Challenge
Copy out every one of the entries below word for word.

Input rows
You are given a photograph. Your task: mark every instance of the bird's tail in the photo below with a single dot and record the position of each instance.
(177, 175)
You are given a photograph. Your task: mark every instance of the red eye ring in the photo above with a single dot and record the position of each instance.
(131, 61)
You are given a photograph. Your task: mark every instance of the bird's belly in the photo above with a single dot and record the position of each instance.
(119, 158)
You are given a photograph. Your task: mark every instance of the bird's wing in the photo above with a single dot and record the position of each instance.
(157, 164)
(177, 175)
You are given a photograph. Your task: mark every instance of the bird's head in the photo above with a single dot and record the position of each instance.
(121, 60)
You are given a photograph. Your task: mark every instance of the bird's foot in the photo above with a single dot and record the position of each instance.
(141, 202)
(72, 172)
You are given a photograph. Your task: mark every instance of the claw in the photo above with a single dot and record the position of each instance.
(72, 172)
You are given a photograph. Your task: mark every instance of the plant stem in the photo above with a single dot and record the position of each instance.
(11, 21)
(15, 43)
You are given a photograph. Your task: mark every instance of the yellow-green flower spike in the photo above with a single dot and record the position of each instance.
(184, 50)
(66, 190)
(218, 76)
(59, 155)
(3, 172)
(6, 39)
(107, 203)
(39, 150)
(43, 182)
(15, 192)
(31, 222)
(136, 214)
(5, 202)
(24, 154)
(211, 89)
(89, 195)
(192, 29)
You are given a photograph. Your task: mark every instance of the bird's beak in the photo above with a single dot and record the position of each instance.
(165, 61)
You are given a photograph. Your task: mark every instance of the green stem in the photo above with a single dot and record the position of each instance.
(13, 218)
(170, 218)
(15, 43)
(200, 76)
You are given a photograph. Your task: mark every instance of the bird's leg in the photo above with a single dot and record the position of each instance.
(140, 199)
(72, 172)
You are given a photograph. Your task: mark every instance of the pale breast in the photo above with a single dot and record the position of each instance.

Solution for this exercise
You are given a photograph. Your task: mark every instance of the bird's tail in the photo below with a single dot and record the position of each instance.
(177, 175)
You are given a photograph. Your task: mark every instance of the red eye ring in the photo above with a single dot and record the position of each instance.
(131, 61)
You are given a photograph. Your task: mark every instance of the bird's belly in the photo above with a single dot and record the position of each instance.
(119, 158)
You are given a photograph. Your task: mark every instance of the bird's wing in the photo above with a single dot and record the position of each instance.
(157, 164)
(177, 175)
You are given a photograph. Your task: mark every instance of the bird's head in the photo above with a single dot and record the position of each instance.
(121, 60)
You are given a photograph. Your task: mark every instance of the bird's foot in the photo above with a single dot and record the position of each instance.
(141, 202)
(72, 172)
You are given a photograph. Your task: mark every instance of the claw in the photo above with a single dot and record the position of each instance.
(72, 172)
You are given a photograph. Your task: mark every instance of the plant stem in the photo above with a single dot and record the position of each instance.
(11, 21)
(15, 43)
You are given a photograph. Your task: mark every instance of the yellow-green flower spike in the photo above with a single dot and record the position of each instance.
(184, 50)
(66, 190)
(218, 76)
(59, 155)
(3, 172)
(6, 39)
(107, 203)
(39, 150)
(43, 182)
(15, 192)
(31, 222)
(136, 214)
(5, 202)
(24, 154)
(211, 89)
(89, 195)
(192, 29)
You are given a photograph. Your task: mark every instance of the bird's beak in the photo above with a single dot and record the position of each instance.
(165, 61)
You are given a photograph. Your task: mark every instance of the green stem in the photo above with a single dot and record the position of each instance.
(13, 218)
(170, 218)
(15, 43)
(200, 76)
You are given a photograph. Your task: mark every instance of the bird's leg in the photo above with a single dot and record the position of each instance.
(140, 199)
(72, 172)
You are given a photograph. Your task: mark every instance of the pale breast in the photo above with a single dot and record the position of each instance.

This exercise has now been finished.